How the USS Pueblo Incident Nearly Restarted the Korean War
Why didn't America strike back?
Key point: The seizure of the ship was brutal and unprovoked. This is how North Korea deliberately set off another crisis.
The United States and North Korea have had several military confrontations since the end of the Korean War, but few were as potentially dangerous as the seizure of the USS Pueblo and her crew. While the incident was eventually resolved peacefully, few knew at the time that President Lyndon Johnson had prepared a range of military options to compel North Korea to release the crew, including air strikes on targets north of the DMZ and a cross-border raid complete with tanks. The incident, designed to provoke the United States, could well have escalated into World War III.
On January 23rd, the 1968 ex-World War II Liberty Ship USS Pueblo was in international waters approximately sixteen miles off North Korea’s eastern coastline. The ship, crewed by the U.S. Navy and the U.S. National Security Agency, was outfitted to spy on North Korea, conducting “naval surveillance and intelligence collection in support of high priority national intelligence objectives,” and to “collect photographic, acoustic, hydrographic, and other intelligence materials.” Despite North Korea’s history of provocations, the ship and her eighty-three man crew were unprepared for the oncoming attack, her .50 caliber machine guns unloaded and unmanned. Her defense lay in resembling a civilian merchant vessel, a cover that did not last long.
Not long after taking up station in the Sea of Japan, Pueblo was overflown by North Korean MiG fighters and fired upon by navy patrol boats who intended to board the ship and return her to the port of Wonsan. The North Koreans directed 57mm cannon fire at the bridge, wounding the captain, Cmdr. Lloyd Blucher, and two other sailors. The ship was taken into North Korean custody with one American killed and three others, including Blucher, wounded. The crew was eventually released eleven months later, and the USS Pueblo remains in North Korea to this day as a floating museum.
President Johnson, already embroiled in Vietnam, pushed for a diplomatic solution to the Pueblo crisis. Despite that, he had a range of military options prepared by the Joint Chiefs of Staff in case they became necessary. These included air, land, and sea operations conducted by the U.S. military, from simple shows of force to events that could have triggered war on the Korean Peninsula—and possibly beyond.
One of the first options presented to the president was the sailing of USS Pueblo’s sister ship USS Banner off the coast of North Korea, in the same location, but with an armed escort consisting of the cruiser USS Canberra, two destroyers, twenty-four-hour airborne early warning aircraft coverage (EC-121 Big Look aircraft) and twenty-four-hour fighter and attack jet cover. In case of attack, Banner’s task force could count on air and naval forces based in South Korea and the USS Enterprise carrier battle group. While the option would demonstrate the United States was not afraid to continue conducting operations in international waters near North Korea, it wouldn’t have returned the U.S. crew home.
Another set of options involved flying aerial reconnaissance missions over North Korea, both as a show of force and as preparation for an attack. One option involved diverting A-12 spy aircraft flying out of Kadena Air Base, Okinawa from Black Shield reconnaissance missions over North Vietnam to overfly North Korea; indeed, one such mission had already been authorized by the president to locate the Pueblo itself, which it found in Wonsan harbor. The flights, which North Korea was unable to stop, would increase with frequency. Another operation involved flying drones into North Korea to gather intelligence, and yet another involved flying aircraft along the country’s coastline to conduct photographic reconnaissance. A fourth option involved A-4 Skyhawk attack jets with ALQ-71 jamming pods disrupting North Korea’s early warning radar network—perhaps as a precursor to impending air attack. All of these options “were subject to North Korean Air Force action” and while intimidating, also left the subject of the crew’s return in North Korea’s court.

-- Raw data --
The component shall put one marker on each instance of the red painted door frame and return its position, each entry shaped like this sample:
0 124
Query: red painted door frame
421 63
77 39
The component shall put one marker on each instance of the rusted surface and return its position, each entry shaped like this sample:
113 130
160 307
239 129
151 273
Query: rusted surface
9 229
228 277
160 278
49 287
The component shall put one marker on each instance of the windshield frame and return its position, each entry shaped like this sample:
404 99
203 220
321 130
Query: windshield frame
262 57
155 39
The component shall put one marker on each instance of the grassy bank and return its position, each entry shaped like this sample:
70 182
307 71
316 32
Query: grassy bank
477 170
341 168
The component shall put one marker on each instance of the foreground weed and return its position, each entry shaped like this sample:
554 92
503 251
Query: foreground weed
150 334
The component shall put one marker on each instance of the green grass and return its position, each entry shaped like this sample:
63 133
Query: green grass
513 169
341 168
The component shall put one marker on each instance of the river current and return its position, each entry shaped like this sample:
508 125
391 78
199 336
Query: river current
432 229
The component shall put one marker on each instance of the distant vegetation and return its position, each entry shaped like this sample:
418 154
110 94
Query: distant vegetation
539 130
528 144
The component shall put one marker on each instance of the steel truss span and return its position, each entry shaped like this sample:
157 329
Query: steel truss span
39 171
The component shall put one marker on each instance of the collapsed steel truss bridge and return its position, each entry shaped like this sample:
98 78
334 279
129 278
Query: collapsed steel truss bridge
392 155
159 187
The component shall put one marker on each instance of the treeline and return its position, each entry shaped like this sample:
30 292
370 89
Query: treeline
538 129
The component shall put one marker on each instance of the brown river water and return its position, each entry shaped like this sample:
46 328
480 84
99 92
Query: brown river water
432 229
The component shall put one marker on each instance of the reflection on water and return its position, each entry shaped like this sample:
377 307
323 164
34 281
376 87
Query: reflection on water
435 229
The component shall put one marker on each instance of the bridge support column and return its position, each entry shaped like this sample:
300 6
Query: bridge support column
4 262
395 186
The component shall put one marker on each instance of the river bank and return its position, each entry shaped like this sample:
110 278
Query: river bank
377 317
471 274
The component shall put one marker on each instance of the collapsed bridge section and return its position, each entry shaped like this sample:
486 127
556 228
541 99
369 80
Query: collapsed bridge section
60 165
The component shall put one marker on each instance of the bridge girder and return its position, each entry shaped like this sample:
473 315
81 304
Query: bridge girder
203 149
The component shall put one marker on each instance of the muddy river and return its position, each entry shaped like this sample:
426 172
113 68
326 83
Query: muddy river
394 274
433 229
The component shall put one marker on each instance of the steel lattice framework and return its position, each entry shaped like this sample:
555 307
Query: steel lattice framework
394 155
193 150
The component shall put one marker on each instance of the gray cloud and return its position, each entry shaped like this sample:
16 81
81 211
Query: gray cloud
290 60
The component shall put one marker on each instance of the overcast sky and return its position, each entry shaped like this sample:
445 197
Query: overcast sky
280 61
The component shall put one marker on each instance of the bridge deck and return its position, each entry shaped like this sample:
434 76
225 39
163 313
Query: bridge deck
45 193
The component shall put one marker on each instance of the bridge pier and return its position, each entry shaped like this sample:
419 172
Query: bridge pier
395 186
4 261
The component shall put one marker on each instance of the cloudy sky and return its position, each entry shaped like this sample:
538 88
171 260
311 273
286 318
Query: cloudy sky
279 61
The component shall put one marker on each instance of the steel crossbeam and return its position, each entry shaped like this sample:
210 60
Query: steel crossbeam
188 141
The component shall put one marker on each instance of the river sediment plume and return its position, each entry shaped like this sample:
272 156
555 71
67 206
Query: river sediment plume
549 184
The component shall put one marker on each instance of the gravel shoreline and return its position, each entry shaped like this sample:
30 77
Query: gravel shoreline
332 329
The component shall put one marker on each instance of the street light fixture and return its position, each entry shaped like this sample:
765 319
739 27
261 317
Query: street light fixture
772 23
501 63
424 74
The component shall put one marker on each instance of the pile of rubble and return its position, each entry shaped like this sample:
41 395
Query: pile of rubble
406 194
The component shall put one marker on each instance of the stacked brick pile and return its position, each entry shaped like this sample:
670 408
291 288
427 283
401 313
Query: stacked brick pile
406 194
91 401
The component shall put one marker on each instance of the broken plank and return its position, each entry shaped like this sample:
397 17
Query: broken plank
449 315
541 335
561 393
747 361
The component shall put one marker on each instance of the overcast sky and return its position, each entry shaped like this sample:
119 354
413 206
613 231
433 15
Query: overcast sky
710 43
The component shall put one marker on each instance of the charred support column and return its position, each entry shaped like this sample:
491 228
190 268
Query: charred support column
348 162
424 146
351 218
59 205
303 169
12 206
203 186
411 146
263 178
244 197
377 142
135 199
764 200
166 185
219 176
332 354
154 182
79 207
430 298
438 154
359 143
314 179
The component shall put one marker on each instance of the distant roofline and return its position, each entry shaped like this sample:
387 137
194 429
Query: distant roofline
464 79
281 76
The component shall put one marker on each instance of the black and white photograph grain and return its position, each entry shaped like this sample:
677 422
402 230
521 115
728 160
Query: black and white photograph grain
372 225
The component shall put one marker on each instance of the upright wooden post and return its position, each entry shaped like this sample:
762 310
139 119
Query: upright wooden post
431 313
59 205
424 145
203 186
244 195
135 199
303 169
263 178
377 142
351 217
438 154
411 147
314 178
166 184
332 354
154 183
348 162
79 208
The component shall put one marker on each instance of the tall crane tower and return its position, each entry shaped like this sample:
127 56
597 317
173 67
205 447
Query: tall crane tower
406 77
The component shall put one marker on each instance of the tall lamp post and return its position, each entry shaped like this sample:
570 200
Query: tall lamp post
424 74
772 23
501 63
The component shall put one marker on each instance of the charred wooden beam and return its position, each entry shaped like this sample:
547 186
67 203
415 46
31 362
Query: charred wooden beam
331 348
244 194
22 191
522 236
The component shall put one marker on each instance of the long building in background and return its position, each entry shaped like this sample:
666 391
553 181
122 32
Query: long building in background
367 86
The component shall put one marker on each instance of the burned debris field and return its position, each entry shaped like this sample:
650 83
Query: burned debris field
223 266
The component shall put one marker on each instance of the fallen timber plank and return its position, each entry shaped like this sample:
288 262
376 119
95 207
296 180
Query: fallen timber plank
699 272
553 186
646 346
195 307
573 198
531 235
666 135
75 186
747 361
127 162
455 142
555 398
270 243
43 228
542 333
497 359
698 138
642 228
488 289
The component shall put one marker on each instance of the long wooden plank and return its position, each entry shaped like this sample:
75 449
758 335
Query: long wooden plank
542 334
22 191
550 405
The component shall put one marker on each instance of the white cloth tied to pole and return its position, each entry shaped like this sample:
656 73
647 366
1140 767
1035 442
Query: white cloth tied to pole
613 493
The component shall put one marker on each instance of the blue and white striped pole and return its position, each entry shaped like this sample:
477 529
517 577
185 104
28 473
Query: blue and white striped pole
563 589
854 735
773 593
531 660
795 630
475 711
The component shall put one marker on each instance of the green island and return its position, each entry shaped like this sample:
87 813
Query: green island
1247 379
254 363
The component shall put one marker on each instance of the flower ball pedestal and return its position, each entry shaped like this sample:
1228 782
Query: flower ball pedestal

-- What this exercise asks --
A: Print the part of the USS Pueblo article between "Key point: The" and "World War III.", inclusive.
B: Answer these questions from the USS Pueblo article:
(i) How many men made up the crew of the Pueblo?
(ii) What kind of fire did the North Koreans direct at the ship's bridge?
(iii) Where did the authorized A-12 mission find the Pueblo?

-- Answer set --
A:
Key point: The seizure of the ship was brutal and unprovoked. This is how North Korea deliberately set off another crisis.
The United States and North Korea have had several military confrontations since the end of the Korean War, but few were as potentially dangerous as the seizure of the USS Pueblo and her crew. While the incident was eventually resolved peacefully, few knew at the time that President Lyndon Johnson had prepared a range of military options to compel North Korea to release the crew, including air strikes on targets north of the DMZ and a cross-border raid complete with tanks. The incident, designed to provoke the United States, could well have escalated into World War III.

B:
(i) Eighty-three.
(ii) 57mm cannon fire.
(iii) In Wonsan harbor.